■ What to produce:
Reproduce all of the data below word for word and in the same order, leaving out the pictures.

Supplied entries start

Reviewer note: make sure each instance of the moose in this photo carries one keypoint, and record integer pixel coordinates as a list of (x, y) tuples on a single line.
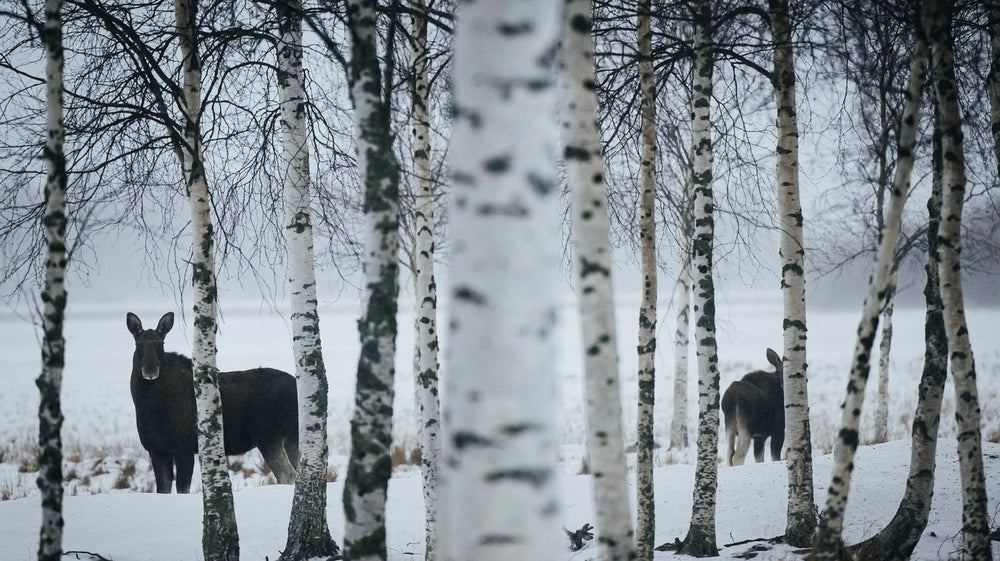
[(754, 408), (259, 410)]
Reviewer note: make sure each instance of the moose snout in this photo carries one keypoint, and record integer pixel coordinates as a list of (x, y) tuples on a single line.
[(151, 371)]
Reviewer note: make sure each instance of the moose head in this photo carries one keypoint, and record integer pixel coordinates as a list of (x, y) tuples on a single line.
[(148, 356)]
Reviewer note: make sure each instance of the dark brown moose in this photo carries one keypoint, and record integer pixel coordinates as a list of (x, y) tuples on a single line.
[(259, 410), (754, 408)]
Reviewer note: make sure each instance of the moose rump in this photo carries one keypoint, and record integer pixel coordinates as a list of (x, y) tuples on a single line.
[(259, 410), (754, 409)]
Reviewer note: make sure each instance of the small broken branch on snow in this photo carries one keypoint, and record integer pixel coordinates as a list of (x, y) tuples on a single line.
[(580, 537)]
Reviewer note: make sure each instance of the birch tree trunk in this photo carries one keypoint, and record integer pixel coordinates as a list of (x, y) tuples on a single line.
[(592, 244), (975, 524), (646, 509), (829, 544), (308, 530), (682, 295), (369, 468), (425, 288), (499, 493), (49, 382), (800, 517), (898, 539), (993, 78), (884, 347), (700, 540), (220, 538)]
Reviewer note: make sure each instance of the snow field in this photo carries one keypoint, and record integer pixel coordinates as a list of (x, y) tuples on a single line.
[(103, 453)]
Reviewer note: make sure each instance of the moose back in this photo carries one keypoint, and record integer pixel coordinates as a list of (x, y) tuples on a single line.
[(259, 410), (754, 409)]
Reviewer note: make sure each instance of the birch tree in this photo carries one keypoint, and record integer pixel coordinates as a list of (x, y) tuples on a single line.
[(220, 538), (592, 248), (800, 517), (308, 530), (898, 539), (993, 78), (700, 540), (499, 492), (975, 524), (50, 417), (426, 358), (828, 543), (682, 330), (369, 467), (646, 509), (881, 424)]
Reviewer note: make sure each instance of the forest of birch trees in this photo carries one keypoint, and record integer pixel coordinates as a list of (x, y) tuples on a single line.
[(503, 141)]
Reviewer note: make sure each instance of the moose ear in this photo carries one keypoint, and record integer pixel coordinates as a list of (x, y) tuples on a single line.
[(774, 359), (134, 323), (166, 324)]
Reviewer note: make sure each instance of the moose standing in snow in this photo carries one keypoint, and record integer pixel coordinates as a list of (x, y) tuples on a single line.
[(754, 408), (259, 410)]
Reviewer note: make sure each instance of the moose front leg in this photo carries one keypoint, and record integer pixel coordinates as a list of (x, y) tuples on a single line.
[(185, 468), (163, 470)]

Supplied entries end

■ Result of the task:
Reviewer note: make sure each instance of the moose in this photo carries one keypoint, and record integer pixel coordinates as a list of (x, y) tuples on a single line.
[(754, 408), (259, 410)]
Reviewer note: make sure each instance of the moose snout in this photo carries one keypoint, and record integer pixel coordinates as a list of (x, y) tuples on a single line.
[(151, 371)]
Reviewer note: make sure each instance of the moose head in this photo carries one keypoint, and record integer pixel coordinates as a list of (x, y) tuples on a single line.
[(148, 356)]
Reviewer note: make sure each instance of the dark brown moose in this photo carries one keypoint, and record integer pixel coordinates as a list of (x, y) tuples on a single line.
[(259, 410), (754, 408)]
Reviewer note: make sure each instance of the moose rump in this photo carries one keypoint, and record integer pixel coordinates as a list of (x, y) tuples on a single line.
[(259, 410), (754, 409)]
Reviewer note: make sure each instance of the small broken branch on snow in this photo carries one keypoint, and record integer pixel coordinates as a list of (x, y) tuples on a single line.
[(580, 537)]
Reviewer note: make sure each instance of the birch tree trunk in this photo carries one keypoint, and record integer pixel coordinates as a list of (x, y) tuples on a single line.
[(592, 244), (975, 524), (646, 509), (829, 544), (308, 530), (682, 295), (369, 468), (425, 288), (499, 493), (49, 382), (800, 517), (898, 539), (993, 78), (884, 347), (700, 540), (220, 538)]
Reviewer note: make sure each instance of the snow field in this photo carries one keypoint, and record integer pixel coordinates as a list of (x, y) tuples on a single line.
[(103, 453)]
Reviewer note: make sure each instance of the moose back in this photo carries one keypoint, and record integer pixel coordinates as a list of (x, y) tuples on a single line.
[(259, 410), (754, 409)]
Reviewer note: make sure each instance of the birch tree in this photo carries one keypoint, and record integer pixel coordinates as a list of (x, y) tuples on a single line.
[(220, 538), (592, 248), (800, 517), (308, 530), (898, 539), (993, 78), (700, 540), (499, 492), (975, 524), (50, 417), (426, 358), (828, 543), (682, 330), (369, 467), (646, 509), (881, 424)]
Reviewer note: make sure each instance of the forest of birch trees in this photo carries one keypoint, and record integer pixel coordinates as a list of (x, y) tuples on a single line.
[(503, 141)]
Reviewer note: make sure each instance of the moose ear in this photo carries one keypoint, and record integer pixel coordinates as a list of (x, y) tuples on a single line.
[(774, 359), (134, 323), (166, 324)]
Reviewer note: make sure each instance of the moose standing in snow in this photo carries one keypoint, and record integer pixel coordinates as a list of (x, y) tuples on a single line.
[(754, 408), (259, 410)]
Reviewer note: make sure each instance of the moose front leg in this photo carries one keypoint, and record integer pixel coordinates as a list of (x, y) tuples on a single line.
[(185, 468), (163, 470)]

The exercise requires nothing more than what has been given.